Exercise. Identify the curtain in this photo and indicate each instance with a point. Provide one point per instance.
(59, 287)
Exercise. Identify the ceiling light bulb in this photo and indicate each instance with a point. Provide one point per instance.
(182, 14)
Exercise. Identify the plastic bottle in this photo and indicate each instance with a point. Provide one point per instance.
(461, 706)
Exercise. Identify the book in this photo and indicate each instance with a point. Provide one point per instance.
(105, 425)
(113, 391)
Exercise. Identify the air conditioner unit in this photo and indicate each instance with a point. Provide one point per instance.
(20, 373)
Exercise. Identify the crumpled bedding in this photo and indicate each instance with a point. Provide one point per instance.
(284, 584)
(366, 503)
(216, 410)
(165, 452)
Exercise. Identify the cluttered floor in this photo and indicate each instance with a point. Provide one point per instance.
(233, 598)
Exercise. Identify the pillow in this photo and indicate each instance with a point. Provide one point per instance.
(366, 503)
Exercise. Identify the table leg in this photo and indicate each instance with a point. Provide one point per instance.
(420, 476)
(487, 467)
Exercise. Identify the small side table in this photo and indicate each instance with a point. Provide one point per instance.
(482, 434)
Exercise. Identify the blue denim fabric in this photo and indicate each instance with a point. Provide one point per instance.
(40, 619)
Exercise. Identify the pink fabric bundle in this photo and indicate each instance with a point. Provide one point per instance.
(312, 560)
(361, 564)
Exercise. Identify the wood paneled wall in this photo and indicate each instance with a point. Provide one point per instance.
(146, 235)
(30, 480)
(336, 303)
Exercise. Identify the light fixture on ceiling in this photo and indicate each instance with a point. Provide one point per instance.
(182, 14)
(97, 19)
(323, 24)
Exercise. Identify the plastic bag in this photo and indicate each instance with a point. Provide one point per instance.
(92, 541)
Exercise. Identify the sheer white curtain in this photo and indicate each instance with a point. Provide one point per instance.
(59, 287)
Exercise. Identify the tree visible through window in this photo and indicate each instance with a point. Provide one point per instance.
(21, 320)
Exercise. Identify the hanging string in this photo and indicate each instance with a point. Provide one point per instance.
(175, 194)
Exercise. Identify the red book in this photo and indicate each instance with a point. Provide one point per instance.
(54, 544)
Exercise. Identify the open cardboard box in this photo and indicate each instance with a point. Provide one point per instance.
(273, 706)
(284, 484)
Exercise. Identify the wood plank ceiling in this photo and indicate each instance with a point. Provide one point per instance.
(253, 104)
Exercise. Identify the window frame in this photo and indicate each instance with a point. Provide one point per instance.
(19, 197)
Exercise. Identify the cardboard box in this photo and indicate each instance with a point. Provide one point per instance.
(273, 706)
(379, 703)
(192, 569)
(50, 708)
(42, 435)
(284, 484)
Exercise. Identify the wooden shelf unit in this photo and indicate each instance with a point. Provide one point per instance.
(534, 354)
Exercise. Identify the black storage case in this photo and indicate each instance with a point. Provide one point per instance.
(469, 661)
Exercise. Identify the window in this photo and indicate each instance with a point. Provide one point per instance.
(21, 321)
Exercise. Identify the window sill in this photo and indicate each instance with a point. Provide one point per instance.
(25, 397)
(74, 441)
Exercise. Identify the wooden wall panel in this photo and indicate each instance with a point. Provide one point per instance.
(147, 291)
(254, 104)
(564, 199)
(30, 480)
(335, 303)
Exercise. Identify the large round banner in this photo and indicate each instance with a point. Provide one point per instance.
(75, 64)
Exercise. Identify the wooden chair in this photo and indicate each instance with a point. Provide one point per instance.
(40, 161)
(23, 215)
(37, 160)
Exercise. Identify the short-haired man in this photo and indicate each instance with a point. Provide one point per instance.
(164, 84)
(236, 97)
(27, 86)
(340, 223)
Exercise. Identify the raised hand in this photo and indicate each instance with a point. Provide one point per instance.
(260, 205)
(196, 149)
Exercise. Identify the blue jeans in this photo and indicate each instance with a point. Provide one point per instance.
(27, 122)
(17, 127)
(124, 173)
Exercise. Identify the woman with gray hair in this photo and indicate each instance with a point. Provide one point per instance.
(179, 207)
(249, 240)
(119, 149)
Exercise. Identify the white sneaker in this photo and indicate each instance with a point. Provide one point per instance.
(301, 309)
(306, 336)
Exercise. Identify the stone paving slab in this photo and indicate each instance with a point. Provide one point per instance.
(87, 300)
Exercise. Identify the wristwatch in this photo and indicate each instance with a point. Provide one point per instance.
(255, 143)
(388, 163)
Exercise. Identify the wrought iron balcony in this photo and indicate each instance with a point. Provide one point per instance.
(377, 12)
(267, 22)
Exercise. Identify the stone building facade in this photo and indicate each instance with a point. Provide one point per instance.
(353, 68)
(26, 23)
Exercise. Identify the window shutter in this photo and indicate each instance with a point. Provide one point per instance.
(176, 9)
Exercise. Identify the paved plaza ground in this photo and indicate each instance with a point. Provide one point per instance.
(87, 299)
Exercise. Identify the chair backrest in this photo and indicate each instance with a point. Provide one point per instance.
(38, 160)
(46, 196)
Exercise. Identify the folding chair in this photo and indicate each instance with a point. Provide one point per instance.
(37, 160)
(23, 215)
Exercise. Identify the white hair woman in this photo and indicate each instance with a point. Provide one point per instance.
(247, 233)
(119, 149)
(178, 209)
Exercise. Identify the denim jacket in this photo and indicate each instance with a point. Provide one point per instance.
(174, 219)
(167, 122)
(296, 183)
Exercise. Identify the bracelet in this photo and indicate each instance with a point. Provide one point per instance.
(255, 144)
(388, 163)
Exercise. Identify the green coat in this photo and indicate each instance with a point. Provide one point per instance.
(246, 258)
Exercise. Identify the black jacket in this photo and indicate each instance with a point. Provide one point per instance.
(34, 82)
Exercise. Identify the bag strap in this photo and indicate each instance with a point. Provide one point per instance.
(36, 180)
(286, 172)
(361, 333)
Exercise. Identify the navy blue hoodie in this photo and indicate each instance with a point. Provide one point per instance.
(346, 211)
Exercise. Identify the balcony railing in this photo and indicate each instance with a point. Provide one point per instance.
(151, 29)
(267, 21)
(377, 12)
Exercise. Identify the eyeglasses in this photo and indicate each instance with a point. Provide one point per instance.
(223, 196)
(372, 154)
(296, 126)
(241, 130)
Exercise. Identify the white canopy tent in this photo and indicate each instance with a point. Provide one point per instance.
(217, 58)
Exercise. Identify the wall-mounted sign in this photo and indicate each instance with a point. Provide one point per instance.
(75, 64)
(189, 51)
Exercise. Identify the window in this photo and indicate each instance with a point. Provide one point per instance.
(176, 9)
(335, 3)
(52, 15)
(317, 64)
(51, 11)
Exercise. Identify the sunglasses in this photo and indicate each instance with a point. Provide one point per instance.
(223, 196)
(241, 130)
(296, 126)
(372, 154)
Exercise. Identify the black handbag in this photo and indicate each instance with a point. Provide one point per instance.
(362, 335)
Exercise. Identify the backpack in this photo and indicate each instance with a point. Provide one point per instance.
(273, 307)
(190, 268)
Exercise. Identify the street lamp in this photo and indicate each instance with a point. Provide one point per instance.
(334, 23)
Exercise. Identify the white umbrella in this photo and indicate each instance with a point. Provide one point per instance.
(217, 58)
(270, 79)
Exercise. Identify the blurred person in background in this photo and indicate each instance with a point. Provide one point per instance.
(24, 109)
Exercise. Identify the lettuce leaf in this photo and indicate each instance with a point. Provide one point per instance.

Task requirements >> Write out each record exactly, without addition or omission.

Output >>
Exercise. Identify the curtain in this photo and indicate each instance with a point. Provide one point per instance.
(59, 287)
Exercise. Identify the ceiling light bulb in this photo and indicate each instance with a point. Provide one point per instance.
(182, 14)
Exercise. Identify the plastic bottle in this photo and indicate each instance with a point. Provide one point per instance.
(461, 706)
Exercise. Identify the book in this photo and indicate each instance with a point. Provide one point per instance.
(105, 425)
(113, 391)
Exercise. Identify the air conditioner unit in this photo and indicate each instance with a point. Provide one point per instance.
(20, 373)
Exercise. Identify the crumpled bedding in this photo and indicate each instance with a point. Provide one point per instance.
(284, 584)
(366, 503)
(216, 410)
(165, 452)
Exercise. Identify the cluttered floor in this photo and indicate each instance with a point. Provide one point per instance.
(233, 598)
Exercise. Identify the pillow in this photo and indicate each instance with a point. Provide one point per instance.
(366, 503)
Exercise. Identify the table leg in this photo and indicate each instance with a point. Provide one point per instance.
(420, 476)
(487, 467)
Exercise. Identify the small side table in this photo and indicate each instance with a point. Provide one point per instance.
(482, 434)
Exercise. Identify the blue denim fabric in this photo and indicate each instance with a point. Provide one point per instance.
(40, 619)
Exercise. Identify the pink fabric bundle in this photo and indicate each instance with a point. Provide one point per instance.
(312, 560)
(361, 564)
Exercise. Identify the wood paneled wall in this photo and indicate each instance with a point. Provide one point per instance.
(146, 235)
(30, 480)
(336, 303)
Exercise. Identify the light fixture on ceiling in this photo and indicate each instance with a point. Provide one point per instance.
(182, 14)
(97, 19)
(323, 24)
Exercise. Identify the plastic bag in this photo and indicate each instance with a point. Provide one point per instance.
(92, 541)
Exercise. Identify the sheer white curtain in this photo and indicate each instance with a point. Provide one point per instance.
(59, 287)
Exercise. Identify the tree visible through window in this photo and indicate each instance with a point. Provide one point per instance.
(21, 320)
Exercise. Identify the hanging string in this photo and indicate each instance with a point. Provide one point per instance.
(175, 194)
Exercise. Identify the red book in this photo and indicate each instance with a point. Provide one point per instance.
(54, 544)
Exercise. Identify the open cardboard box in this photo and indicate each instance with a point. Provide one point per instance.
(273, 706)
(284, 484)
Exercise. Identify the wood plank ceiling in this photo and indicate each instance with a point. Provide one point per instance.
(253, 104)
Exercise. Identify the window frame in this photo and indicate each instance with a point. Provide one point per instance.
(19, 197)
Exercise. Identify the cardboard box in this photo and indicate each instance with a point. Provide one point per instance.
(273, 706)
(379, 703)
(192, 569)
(50, 708)
(42, 435)
(284, 484)
Exercise. Identify the wooden shelf unit in this photo and indicate each instance with a point. Provide one point per instance.
(534, 354)
Exercise. Identify the black storage case in this photo and indicate each instance with a point. Provide one point per instance.
(469, 661)
Exercise. Identify the window in this photo and indicate each instance with a point. Provide one point per instance.
(21, 321)
Exercise. Identify the window sill in this photo and indicate each instance with a point. Provide one point per instance.
(25, 397)
(74, 441)
Exercise. Identify the wooden wall panel in this photo and indicate each instance with a point. Provide one point per instance.
(147, 291)
(254, 104)
(564, 199)
(30, 480)
(335, 303)
Exercise. Identify the large round banner in this photo and indicate each instance with a point. Provide one point per instance.
(75, 64)
Exercise. Identify the wooden chair in this photo and indicate each instance with a point. Provide one point per instance.
(40, 161)
(23, 215)
(37, 160)
Exercise. Identify the short-haired man in this photo and indicate each instance with a point. Provide one point per instance.
(164, 84)
(236, 97)
(27, 86)
(340, 223)
Exercise. Identify the raised hand in this photo and indicate each instance with a point. Provide one point per instance.
(260, 205)
(196, 149)
Exercise. Identify the blue jeans in this photo and indicate each instance with a point. Provide one point per instance.
(27, 122)
(17, 127)
(124, 173)
Exercise. Identify the woman with gray hair in this photo and indicate each instance with a point. Provide one point per instance.
(179, 207)
(249, 240)
(119, 149)
Exercise. Identify the white sneaker in this photo and indicate each instance with a point. Provide one point per instance.
(301, 309)
(306, 336)
Exercise. Identify the stone paving slab in this photo and indicate each instance with a point. Provide one point per instance.
(87, 300)
Exercise. Identify the wristwatch in this photo and indicate each instance with a point. Provide one point per instance.
(255, 143)
(388, 163)
Exercise. Identify the wrought iron balcony in this photo and indicate each instance with a point. Provide one point per instance.
(377, 12)
(267, 22)
Exercise. Identify the stone building facade in this photo and indicate each instance with a point. Provide one point per instance.
(353, 68)
(26, 23)
Exercise. Identify the window shutter in this photo and indicate each instance with a point. Provide one point per instance.
(176, 9)
Exercise. Identify the paved plaza ground in this photo and indicate each instance with a point. Provide one point per instance.
(87, 299)
Exercise. Identify the chair backrest in this photo and indicate each instance with a point. Provide one point per instance.
(38, 160)
(46, 196)
Exercise. Identify the folding chair in this photo and indicate each instance with a point. Provide one point per instance.
(37, 160)
(23, 215)
Exercise. Identify the white hair woman in this photo and indicate each instance with a point. Provide one point per instance.
(247, 233)
(119, 149)
(178, 209)
Exercise. Identify the denim jacket in this photo and indicate each instance with a point. Provide one point per instance.
(174, 219)
(167, 122)
(296, 183)
Exercise. Identify the bracelet in this photo and indicate each instance with a point. Provide one point per instance.
(255, 144)
(388, 163)
Exercise. Identify the green coat in this photo and indicate each instance with a point. Provide one point per instance.
(246, 258)
Exercise. Identify the black jacket in this photo and indicate each instance with a point. Provide one point per instance.
(34, 82)
Exercise. Identify the bag strap in this photo and indicate each instance with a point. Provide one point per instance.
(36, 180)
(286, 172)
(361, 333)
Exercise. Identify the navy blue hoodie in this photo and indicate each instance with a point. Provide one point per instance.
(346, 211)
Exercise. Identify the balcony railing in this photo and indicate each instance with a point. Provide one point per instance.
(151, 29)
(267, 21)
(377, 12)
Exercise. Identify the eyeglasses in this photo and indicate each instance with a point. Provide one point per instance.
(223, 196)
(372, 154)
(296, 126)
(241, 130)
Exercise. Identify the white canopy tent in this photo and indicate each instance with a point. Provide one point per instance.
(217, 58)
Exercise. Identify the wall-mounted sign in this photo and indicate each instance with a point. Provide one point per instance.
(75, 64)
(189, 51)
Exercise. Identify the window in this photo and indicate each instance with a point. Provide one point per instance.
(176, 9)
(335, 3)
(52, 15)
(317, 64)
(51, 11)
Exercise. Identify the sunglasses in this photo and indicate each instance with a point. Provide one point per instance.
(223, 196)
(241, 130)
(296, 126)
(372, 154)
Exercise. Identify the black handbag in this photo and indicate each instance with a point. Provide one point per instance.
(362, 335)
Exercise. Identify the backpack in this photo and indicate each instance with a point. Provide one point per instance.
(273, 307)
(190, 268)
Exercise. Identify the street lamp in this photo and indicate each instance with a point. Provide one point per instance.
(334, 23)
Exercise. Identify the white umbrella in this photo and indicate each instance with a point. Provide one point per instance.
(217, 58)
(270, 79)
Exercise. Identify the blurred person in background in this photo and indicate each instance with a point. Provide one point per instance.
(24, 109)
Exercise. Identify the lettuce leaf in this photo and indicate each instance with a point. Provide one point per instance.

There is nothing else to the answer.